(Image point grounding data)
.....

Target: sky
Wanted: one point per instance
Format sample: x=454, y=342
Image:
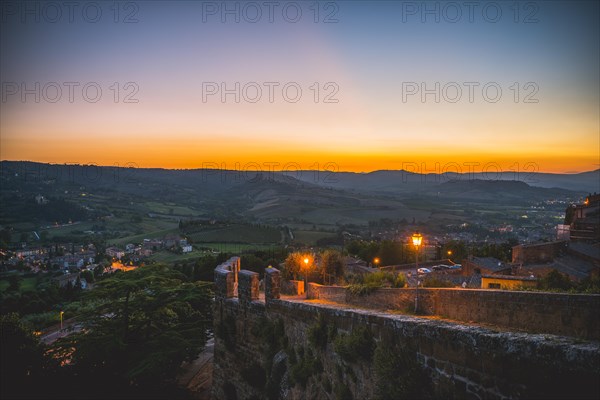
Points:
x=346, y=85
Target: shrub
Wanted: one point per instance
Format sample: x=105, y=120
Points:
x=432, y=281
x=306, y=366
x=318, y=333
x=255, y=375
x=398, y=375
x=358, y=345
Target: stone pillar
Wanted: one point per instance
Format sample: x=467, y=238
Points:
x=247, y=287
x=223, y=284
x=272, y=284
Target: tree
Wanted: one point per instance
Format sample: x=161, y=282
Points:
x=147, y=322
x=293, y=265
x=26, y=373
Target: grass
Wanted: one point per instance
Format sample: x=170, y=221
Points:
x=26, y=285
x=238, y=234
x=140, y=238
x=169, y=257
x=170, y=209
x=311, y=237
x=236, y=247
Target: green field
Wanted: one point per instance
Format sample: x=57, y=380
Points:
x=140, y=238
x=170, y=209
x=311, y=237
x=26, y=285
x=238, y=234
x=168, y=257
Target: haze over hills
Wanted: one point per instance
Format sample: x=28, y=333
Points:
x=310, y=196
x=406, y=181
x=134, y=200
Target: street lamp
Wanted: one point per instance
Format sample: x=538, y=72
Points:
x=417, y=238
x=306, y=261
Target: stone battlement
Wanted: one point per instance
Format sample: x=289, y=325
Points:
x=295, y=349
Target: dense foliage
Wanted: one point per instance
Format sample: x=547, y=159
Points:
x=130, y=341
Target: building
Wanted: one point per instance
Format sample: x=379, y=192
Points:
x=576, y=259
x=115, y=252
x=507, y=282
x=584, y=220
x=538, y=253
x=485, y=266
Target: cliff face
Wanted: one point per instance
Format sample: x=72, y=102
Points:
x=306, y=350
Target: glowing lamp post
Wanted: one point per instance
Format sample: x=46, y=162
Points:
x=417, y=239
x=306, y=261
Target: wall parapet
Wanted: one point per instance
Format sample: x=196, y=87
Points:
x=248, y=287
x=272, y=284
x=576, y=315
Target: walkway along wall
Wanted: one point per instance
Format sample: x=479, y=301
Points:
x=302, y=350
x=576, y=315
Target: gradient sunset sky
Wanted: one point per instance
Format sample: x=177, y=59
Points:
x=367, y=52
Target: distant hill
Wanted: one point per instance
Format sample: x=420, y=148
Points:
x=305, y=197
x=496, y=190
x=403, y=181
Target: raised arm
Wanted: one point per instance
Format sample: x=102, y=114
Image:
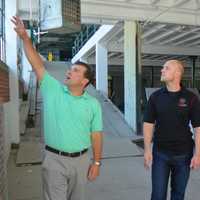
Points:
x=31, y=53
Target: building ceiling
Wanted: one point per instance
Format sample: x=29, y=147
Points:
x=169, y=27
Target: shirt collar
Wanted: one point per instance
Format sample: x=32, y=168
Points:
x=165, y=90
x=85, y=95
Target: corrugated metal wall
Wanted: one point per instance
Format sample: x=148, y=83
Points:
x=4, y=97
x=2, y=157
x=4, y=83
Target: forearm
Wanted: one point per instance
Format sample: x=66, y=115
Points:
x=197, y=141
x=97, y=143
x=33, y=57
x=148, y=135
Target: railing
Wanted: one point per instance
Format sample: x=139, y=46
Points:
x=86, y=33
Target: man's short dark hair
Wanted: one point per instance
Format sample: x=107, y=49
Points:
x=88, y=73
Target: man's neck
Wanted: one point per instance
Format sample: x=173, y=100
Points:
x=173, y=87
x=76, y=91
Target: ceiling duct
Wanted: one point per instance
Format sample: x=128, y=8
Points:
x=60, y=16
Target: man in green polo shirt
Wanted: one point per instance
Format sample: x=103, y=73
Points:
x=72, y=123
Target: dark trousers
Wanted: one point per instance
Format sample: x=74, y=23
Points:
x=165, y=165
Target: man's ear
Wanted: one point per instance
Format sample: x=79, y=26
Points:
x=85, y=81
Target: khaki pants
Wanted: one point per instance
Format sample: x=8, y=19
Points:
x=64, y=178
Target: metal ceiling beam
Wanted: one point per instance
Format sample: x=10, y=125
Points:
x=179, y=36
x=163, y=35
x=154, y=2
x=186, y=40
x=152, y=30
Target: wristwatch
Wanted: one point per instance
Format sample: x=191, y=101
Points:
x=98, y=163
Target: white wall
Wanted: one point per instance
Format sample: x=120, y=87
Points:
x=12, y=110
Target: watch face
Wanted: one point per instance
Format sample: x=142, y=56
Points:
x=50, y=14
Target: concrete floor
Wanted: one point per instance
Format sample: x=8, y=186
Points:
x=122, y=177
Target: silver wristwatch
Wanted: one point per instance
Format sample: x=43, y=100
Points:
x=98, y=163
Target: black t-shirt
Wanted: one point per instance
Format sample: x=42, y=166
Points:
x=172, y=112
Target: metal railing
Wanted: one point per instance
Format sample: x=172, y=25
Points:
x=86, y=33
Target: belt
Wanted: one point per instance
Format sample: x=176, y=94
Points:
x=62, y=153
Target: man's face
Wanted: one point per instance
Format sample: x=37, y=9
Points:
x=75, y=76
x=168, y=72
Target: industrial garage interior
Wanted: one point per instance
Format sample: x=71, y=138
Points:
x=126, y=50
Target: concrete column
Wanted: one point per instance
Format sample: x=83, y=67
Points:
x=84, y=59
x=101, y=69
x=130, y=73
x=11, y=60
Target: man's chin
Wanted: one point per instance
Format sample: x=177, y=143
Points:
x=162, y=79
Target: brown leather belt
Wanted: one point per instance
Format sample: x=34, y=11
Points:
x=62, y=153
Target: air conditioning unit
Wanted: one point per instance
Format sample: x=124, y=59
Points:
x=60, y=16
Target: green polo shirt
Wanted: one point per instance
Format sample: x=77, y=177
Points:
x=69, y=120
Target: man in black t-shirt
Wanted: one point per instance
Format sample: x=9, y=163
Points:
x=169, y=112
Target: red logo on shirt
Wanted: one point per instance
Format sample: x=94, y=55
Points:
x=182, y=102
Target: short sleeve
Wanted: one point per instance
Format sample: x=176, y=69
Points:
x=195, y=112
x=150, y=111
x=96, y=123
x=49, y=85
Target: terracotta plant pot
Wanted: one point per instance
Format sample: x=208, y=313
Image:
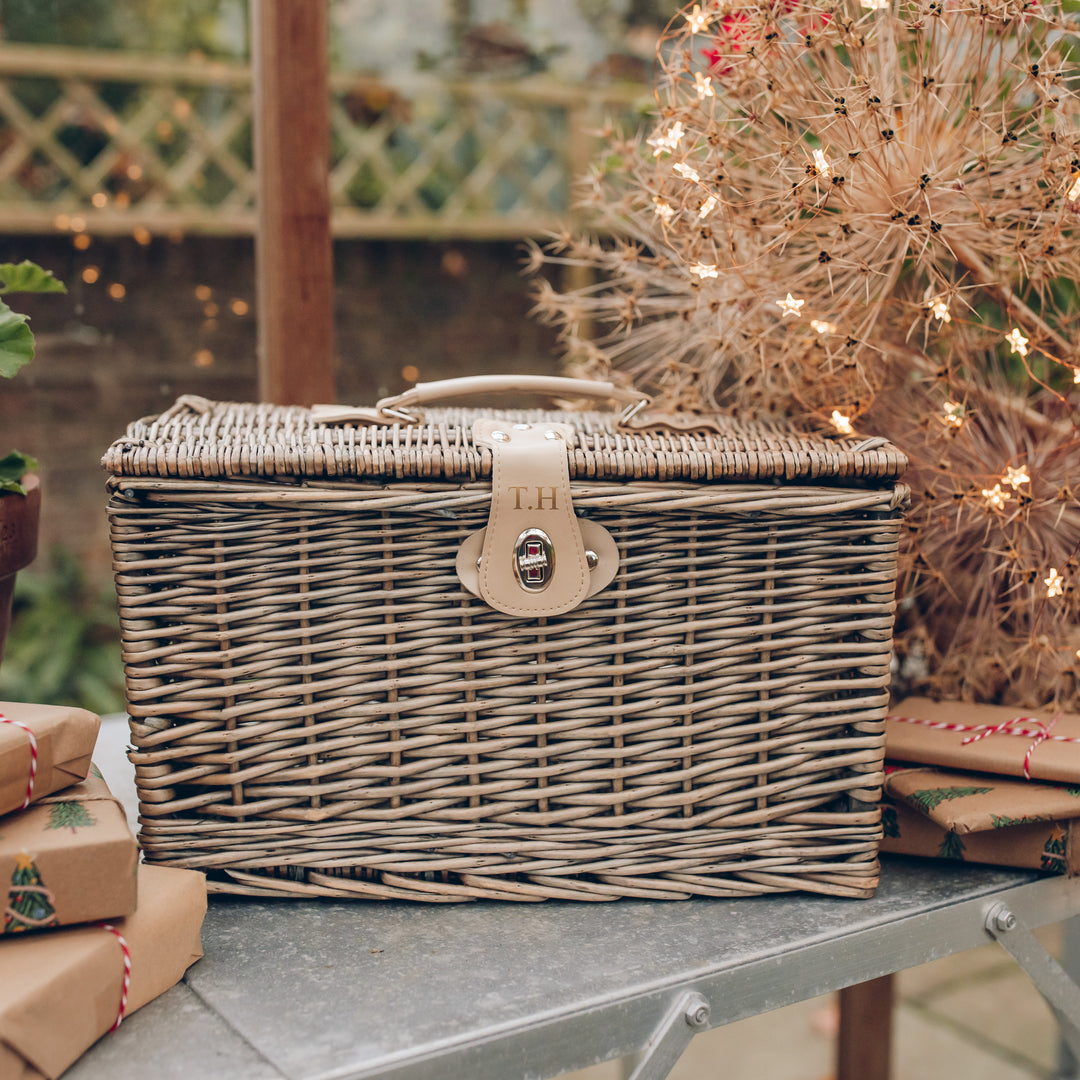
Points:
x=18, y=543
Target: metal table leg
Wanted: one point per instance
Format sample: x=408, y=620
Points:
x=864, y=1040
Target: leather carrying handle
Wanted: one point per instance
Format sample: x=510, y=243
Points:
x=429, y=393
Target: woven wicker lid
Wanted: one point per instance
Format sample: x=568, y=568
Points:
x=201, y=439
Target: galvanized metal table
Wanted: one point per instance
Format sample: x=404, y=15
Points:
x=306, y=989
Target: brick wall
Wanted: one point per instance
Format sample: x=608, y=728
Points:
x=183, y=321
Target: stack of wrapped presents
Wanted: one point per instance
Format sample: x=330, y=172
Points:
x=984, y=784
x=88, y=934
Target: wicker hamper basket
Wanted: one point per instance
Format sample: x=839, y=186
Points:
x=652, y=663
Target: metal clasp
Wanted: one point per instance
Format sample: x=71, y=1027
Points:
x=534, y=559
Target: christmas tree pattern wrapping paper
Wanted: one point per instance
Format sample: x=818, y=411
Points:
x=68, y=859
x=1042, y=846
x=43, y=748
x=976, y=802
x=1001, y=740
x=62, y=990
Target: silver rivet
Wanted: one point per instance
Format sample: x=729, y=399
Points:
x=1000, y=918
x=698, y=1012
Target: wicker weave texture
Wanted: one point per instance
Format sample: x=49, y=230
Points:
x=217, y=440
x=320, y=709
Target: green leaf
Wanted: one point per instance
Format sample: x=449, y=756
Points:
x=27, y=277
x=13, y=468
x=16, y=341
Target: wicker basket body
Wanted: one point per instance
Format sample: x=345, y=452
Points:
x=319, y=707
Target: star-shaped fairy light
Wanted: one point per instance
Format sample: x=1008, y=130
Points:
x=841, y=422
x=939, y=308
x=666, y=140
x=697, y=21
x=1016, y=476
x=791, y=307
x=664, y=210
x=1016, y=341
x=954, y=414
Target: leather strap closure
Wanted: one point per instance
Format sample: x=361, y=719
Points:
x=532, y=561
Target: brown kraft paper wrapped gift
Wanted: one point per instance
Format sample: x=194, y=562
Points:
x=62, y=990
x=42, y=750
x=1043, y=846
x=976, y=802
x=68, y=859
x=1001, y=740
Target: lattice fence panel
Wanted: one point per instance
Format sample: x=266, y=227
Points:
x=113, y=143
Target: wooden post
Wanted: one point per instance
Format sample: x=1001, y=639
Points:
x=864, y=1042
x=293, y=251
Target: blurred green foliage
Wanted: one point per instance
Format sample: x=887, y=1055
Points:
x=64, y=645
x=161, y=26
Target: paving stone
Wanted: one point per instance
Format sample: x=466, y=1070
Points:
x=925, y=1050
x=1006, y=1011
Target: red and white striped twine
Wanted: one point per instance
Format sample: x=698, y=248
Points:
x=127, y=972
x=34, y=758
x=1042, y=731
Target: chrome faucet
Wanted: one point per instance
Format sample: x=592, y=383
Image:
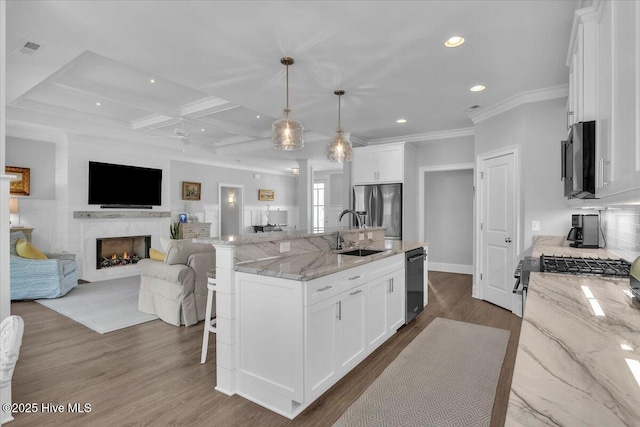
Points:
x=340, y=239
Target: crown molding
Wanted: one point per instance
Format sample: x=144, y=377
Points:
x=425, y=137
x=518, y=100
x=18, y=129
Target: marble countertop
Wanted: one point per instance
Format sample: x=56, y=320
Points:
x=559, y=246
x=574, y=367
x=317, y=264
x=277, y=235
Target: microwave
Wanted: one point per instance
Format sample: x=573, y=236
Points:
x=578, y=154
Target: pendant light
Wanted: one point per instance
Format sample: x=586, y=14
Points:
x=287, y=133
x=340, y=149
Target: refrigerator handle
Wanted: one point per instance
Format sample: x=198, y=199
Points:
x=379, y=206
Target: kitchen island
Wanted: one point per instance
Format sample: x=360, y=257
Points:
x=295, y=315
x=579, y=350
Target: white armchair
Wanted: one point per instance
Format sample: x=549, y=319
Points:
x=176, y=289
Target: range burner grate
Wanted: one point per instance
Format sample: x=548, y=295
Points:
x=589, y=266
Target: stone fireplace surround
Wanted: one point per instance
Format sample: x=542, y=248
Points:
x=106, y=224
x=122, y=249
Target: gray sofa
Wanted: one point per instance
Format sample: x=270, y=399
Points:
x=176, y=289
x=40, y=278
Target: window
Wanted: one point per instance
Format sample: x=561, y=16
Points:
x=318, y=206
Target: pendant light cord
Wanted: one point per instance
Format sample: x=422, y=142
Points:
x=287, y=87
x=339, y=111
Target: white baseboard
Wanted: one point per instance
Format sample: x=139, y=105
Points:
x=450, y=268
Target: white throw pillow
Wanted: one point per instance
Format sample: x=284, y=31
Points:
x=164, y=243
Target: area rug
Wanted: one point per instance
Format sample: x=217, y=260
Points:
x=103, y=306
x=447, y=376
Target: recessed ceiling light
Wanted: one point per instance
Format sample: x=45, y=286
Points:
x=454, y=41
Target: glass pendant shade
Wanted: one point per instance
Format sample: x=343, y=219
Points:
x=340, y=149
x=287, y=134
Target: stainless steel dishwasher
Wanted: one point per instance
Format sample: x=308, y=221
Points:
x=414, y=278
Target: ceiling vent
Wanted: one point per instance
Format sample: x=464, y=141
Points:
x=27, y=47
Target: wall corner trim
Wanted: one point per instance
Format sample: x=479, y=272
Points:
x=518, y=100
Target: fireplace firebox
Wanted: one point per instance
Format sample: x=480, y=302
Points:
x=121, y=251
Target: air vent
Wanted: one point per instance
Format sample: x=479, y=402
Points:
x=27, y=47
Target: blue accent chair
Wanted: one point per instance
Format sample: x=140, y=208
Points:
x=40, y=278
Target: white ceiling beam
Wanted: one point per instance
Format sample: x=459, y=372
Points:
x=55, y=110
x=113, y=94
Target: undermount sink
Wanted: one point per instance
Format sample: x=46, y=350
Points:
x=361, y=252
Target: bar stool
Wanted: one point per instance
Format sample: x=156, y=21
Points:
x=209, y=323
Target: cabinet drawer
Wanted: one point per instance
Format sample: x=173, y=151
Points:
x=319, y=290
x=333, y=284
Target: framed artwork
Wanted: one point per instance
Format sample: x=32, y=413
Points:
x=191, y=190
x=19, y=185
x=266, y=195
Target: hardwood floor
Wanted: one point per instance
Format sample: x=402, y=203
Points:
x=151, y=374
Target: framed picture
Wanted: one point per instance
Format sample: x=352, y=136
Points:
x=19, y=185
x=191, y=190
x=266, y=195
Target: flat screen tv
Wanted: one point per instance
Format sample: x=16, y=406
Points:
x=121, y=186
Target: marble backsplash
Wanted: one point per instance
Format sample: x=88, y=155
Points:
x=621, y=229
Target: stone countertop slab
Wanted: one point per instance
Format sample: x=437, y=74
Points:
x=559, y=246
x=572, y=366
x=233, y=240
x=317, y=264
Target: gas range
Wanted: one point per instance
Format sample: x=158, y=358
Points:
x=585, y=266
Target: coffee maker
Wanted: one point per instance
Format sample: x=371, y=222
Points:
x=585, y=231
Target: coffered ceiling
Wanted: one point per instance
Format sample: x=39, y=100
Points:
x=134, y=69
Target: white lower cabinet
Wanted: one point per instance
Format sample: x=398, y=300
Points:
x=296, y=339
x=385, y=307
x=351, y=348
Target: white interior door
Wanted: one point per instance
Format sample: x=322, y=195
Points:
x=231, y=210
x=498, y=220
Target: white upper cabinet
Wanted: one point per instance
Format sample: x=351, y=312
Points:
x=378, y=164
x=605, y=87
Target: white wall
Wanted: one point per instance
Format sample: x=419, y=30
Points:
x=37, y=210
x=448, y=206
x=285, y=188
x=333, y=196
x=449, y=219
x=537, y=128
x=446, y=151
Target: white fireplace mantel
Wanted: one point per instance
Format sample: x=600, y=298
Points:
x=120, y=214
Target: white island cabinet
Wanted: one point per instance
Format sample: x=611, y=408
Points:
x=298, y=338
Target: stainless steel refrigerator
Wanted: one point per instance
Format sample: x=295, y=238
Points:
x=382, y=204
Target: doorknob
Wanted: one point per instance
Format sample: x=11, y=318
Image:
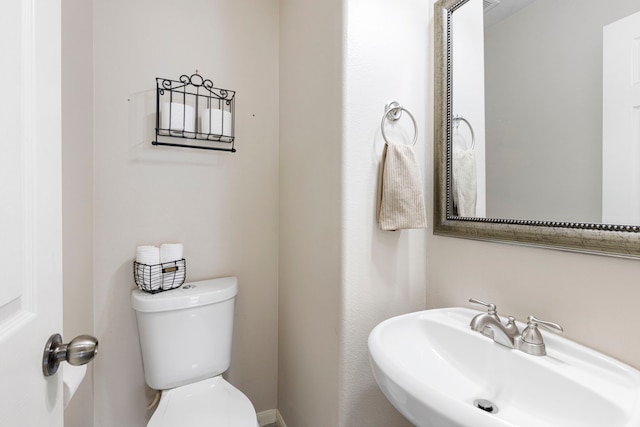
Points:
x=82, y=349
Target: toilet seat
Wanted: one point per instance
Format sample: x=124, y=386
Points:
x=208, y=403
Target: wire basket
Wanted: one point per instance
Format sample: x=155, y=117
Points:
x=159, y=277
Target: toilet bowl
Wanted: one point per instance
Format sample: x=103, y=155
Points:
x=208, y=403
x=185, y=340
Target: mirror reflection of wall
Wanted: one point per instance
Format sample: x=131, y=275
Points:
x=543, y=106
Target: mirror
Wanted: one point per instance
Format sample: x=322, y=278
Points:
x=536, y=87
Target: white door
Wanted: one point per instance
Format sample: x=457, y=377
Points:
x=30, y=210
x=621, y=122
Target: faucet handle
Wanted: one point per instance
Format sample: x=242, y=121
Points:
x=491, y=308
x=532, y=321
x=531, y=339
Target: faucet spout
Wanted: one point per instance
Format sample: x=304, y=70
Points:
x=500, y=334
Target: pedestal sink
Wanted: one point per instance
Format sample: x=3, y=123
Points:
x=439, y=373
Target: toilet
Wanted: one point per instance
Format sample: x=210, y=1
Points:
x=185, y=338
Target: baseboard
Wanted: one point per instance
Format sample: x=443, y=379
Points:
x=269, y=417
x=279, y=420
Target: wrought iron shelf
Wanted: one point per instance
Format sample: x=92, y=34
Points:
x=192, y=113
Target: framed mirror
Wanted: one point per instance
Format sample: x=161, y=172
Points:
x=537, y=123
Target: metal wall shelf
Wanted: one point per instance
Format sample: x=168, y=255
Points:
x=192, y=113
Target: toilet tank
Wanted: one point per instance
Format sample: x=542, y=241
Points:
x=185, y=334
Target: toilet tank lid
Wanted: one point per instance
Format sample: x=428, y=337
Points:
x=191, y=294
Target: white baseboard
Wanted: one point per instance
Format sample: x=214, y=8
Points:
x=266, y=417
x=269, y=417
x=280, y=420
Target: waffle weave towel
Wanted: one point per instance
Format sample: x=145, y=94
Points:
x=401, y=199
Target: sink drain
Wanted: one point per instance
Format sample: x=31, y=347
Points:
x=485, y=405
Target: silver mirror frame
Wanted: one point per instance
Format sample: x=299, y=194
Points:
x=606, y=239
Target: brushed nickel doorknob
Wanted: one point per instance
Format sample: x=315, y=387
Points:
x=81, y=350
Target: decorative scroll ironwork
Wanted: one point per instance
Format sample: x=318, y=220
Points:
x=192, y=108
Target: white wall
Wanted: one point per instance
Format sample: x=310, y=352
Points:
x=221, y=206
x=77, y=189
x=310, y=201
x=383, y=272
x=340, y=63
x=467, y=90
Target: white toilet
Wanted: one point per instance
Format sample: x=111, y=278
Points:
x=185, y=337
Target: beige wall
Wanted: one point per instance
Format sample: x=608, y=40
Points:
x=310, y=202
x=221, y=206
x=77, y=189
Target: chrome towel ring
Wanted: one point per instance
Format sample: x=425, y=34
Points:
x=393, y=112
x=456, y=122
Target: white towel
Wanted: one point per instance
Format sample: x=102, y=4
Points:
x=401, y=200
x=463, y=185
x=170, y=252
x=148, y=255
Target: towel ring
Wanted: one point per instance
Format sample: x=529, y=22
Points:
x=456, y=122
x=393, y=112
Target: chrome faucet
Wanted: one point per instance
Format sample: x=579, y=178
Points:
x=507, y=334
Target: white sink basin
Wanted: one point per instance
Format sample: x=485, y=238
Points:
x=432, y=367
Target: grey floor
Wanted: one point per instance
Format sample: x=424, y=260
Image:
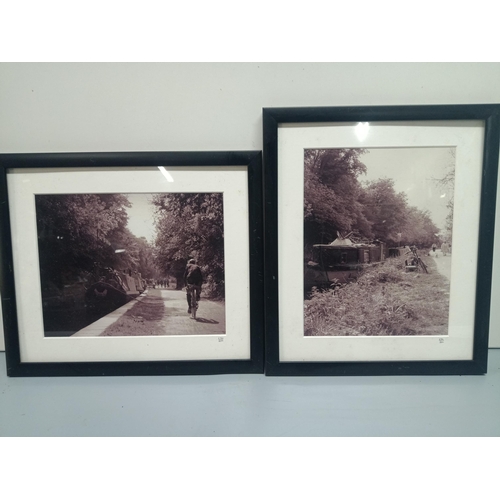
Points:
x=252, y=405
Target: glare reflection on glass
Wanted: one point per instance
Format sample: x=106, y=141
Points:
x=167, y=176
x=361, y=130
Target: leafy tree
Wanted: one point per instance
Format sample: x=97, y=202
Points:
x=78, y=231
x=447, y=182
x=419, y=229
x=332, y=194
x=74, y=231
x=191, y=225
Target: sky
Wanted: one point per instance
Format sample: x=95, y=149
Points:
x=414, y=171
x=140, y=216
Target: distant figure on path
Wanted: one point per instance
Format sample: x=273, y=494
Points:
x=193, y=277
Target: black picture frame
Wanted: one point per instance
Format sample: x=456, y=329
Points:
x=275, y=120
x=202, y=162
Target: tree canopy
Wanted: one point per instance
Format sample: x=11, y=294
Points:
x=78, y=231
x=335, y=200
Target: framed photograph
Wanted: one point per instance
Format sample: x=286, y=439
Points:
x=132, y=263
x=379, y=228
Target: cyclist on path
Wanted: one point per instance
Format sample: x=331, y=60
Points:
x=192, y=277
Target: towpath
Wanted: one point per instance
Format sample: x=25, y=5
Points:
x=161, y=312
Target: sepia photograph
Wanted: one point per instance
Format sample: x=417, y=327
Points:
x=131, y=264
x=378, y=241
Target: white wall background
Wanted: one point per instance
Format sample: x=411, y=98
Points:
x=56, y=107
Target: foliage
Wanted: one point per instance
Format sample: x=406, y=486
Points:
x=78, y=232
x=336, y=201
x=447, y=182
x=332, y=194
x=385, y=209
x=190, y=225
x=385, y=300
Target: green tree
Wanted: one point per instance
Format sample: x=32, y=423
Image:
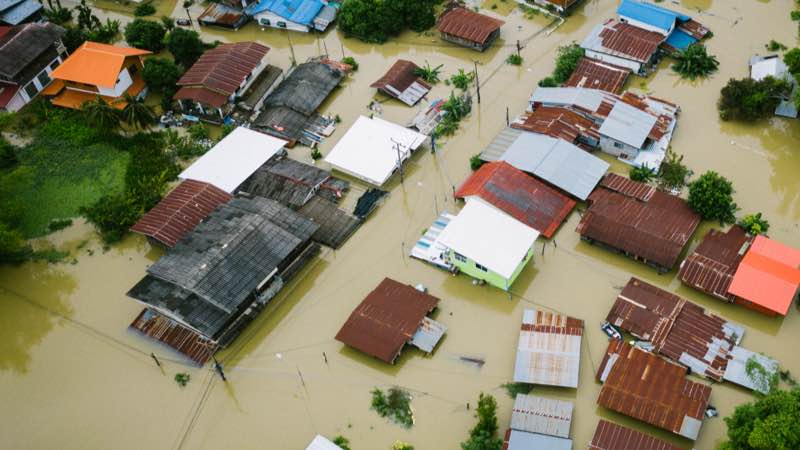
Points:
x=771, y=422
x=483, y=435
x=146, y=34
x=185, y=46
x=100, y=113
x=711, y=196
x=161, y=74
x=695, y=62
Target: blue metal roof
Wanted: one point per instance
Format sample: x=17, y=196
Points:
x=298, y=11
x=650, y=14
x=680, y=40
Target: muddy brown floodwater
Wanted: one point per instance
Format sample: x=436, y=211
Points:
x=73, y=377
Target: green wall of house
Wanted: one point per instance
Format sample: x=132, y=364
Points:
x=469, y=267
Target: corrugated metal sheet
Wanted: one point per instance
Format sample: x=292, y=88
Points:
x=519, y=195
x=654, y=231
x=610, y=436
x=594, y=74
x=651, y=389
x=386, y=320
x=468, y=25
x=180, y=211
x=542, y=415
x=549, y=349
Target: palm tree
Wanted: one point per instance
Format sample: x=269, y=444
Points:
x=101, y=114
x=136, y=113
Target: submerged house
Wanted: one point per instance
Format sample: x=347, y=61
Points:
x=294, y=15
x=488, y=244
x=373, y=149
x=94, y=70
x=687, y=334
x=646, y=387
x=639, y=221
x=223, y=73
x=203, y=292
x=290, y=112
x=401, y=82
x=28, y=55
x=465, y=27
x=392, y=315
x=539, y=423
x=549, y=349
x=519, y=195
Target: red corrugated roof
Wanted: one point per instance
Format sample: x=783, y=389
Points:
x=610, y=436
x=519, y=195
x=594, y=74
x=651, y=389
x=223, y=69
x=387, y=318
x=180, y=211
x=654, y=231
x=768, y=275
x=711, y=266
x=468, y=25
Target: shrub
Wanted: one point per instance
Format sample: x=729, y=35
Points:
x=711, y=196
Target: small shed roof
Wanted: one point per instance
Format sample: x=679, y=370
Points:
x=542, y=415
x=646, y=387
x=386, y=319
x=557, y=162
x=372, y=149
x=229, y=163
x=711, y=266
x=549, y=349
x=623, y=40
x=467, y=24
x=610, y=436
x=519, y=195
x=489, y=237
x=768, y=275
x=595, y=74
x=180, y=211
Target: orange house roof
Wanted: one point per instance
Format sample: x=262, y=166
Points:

.....

→ **Problem requirements**
Repeat word for word the lines above, from the first entry through the line containing "Target: haze over hills", with both ends kept and the pictures dropped.

→ **Written reply**
Target: sky
Wanted: one point per instance
Format sample: x=454, y=342
Image:
Points:
x=346, y=85
Target: shrub
Wanted: one point per instance
Format sample: x=105, y=120
Points:
x=432, y=281
x=306, y=366
x=318, y=333
x=255, y=375
x=398, y=375
x=358, y=345
Target: stone pillar
Wanted: one point per instance
Format sample: x=467, y=238
Points:
x=247, y=287
x=223, y=284
x=272, y=284
Target: tree
Wanted: one point per instance
Format sample: x=161, y=282
Points:
x=147, y=322
x=293, y=265
x=26, y=373
Target: grass
Wanted: one point per instance
Format sample: x=170, y=221
Points:
x=26, y=285
x=238, y=234
x=140, y=238
x=169, y=257
x=170, y=209
x=311, y=237
x=236, y=247
Target: green field
Wanted: one point per instance
Format sample: x=57, y=380
Points:
x=140, y=238
x=170, y=209
x=311, y=237
x=26, y=285
x=238, y=234
x=168, y=257
Target: haze over hills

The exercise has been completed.